▶ _Activity_: At the line containing "Can you see the woman's face?", start repeating the entries exactly, and continue through the last line.
>>
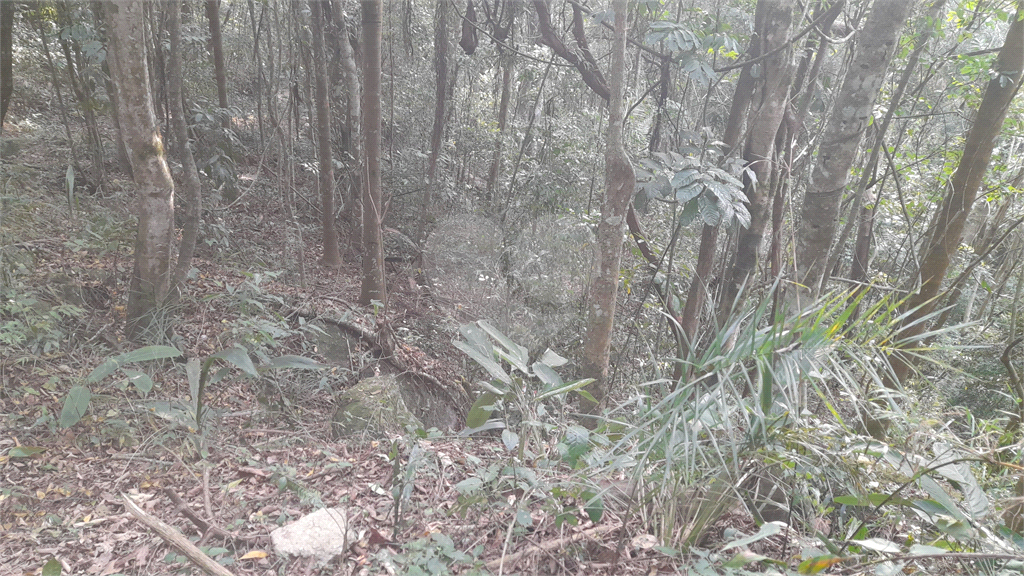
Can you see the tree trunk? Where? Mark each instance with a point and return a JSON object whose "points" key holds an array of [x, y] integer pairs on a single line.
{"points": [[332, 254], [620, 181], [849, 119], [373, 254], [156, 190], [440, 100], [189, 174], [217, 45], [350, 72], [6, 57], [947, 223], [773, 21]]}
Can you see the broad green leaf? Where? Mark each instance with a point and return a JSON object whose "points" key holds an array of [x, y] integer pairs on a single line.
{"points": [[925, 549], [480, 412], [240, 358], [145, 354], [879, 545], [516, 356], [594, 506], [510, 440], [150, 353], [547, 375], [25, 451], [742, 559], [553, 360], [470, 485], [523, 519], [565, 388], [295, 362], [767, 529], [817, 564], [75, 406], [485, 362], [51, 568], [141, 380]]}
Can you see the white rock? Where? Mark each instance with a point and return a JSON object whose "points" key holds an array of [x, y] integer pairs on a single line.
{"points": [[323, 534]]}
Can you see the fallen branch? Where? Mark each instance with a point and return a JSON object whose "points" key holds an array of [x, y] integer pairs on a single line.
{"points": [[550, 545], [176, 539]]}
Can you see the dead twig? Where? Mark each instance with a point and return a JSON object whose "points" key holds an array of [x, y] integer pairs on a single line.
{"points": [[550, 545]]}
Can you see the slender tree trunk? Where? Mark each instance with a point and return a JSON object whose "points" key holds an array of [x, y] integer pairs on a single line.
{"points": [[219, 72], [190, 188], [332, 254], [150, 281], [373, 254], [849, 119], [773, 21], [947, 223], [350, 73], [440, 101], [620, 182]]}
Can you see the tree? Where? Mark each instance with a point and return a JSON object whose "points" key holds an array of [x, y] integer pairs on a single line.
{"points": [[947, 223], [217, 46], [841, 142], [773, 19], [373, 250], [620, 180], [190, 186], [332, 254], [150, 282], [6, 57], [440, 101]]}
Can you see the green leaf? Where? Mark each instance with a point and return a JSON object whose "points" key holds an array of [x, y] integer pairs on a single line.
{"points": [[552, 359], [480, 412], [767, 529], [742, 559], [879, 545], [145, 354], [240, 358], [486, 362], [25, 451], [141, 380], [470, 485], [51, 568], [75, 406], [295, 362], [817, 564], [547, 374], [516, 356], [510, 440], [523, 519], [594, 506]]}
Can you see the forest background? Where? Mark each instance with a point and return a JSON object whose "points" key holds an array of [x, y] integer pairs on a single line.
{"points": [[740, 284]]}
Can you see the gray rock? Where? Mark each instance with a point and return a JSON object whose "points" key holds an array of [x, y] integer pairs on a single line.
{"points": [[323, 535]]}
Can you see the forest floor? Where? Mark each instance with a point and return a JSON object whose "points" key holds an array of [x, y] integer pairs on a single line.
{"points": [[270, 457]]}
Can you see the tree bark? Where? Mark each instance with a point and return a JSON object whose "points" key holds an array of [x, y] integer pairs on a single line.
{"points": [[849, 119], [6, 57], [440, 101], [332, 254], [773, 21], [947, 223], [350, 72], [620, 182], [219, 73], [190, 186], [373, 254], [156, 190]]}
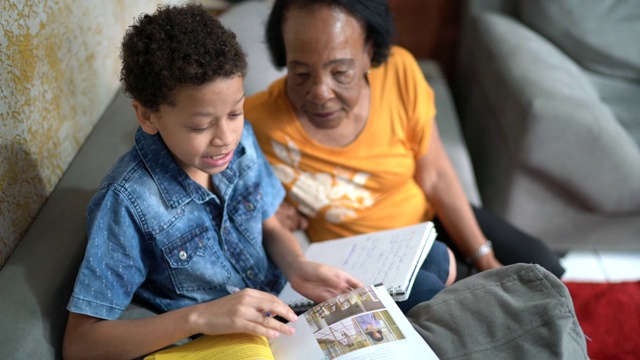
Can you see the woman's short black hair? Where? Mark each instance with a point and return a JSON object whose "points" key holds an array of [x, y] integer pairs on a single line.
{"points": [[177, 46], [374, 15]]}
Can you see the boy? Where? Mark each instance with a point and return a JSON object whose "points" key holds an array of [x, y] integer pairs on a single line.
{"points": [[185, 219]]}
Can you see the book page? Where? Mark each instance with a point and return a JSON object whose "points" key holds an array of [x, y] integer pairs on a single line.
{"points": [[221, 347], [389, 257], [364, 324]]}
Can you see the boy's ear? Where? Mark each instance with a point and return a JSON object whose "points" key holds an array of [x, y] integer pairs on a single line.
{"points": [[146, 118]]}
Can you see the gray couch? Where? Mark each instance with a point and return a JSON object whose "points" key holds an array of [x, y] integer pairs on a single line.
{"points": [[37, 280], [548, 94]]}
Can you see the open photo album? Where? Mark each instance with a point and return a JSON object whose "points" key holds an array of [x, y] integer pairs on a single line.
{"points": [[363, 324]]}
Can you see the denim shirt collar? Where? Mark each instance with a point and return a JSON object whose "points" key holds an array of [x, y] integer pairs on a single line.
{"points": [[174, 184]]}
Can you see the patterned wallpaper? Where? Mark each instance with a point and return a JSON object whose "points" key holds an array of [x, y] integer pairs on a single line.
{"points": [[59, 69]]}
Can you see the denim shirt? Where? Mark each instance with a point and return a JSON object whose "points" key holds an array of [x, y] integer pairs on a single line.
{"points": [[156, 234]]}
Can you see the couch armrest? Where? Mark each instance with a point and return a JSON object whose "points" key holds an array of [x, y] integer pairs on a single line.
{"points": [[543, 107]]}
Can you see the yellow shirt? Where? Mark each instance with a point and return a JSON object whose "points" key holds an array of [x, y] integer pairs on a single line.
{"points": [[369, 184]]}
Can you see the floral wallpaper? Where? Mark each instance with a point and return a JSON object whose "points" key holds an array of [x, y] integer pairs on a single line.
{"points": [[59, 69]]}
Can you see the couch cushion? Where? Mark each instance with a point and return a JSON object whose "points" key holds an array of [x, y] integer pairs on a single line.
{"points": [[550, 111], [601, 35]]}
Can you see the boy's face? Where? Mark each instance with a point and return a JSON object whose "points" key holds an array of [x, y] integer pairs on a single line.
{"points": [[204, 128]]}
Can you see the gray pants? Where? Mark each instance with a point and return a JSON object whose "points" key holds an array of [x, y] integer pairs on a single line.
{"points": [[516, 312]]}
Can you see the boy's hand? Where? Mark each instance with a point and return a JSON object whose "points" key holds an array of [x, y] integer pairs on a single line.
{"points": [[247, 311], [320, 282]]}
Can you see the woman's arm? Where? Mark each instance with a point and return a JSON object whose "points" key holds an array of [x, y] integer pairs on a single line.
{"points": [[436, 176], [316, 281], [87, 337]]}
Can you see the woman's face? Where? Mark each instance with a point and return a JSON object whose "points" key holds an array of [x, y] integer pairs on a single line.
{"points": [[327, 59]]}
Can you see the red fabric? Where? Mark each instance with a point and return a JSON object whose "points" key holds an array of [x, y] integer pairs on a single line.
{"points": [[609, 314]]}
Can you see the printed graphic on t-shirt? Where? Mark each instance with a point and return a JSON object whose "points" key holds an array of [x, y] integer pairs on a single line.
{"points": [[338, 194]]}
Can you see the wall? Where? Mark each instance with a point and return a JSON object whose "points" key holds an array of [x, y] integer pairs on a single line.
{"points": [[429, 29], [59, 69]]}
<<
▶ _Reply to the exercise_:
Can you see the woman's face? Where? Mark each instance with a point and return a JSON object whose "points" key holds an array of [x, y] integer pairs on a single line.
{"points": [[327, 59]]}
Can you see the red fabric? Where? Mark each instance with a point and return a JSON object whose "points" key holds an array of [x, y] integer pairs on a single line.
{"points": [[609, 314]]}
Can you see the printed graphic on t-shirt? Where? Mark each instance with a point and return a JSON object whose "points" key holds an array of [x, y] integer pairs on a single line.
{"points": [[338, 194]]}
Can you see the wall? Where? Mark each instance with a point and return a JSON object whose "points" key holds an array of [x, y] integer pairs on a single line.
{"points": [[429, 29], [59, 69]]}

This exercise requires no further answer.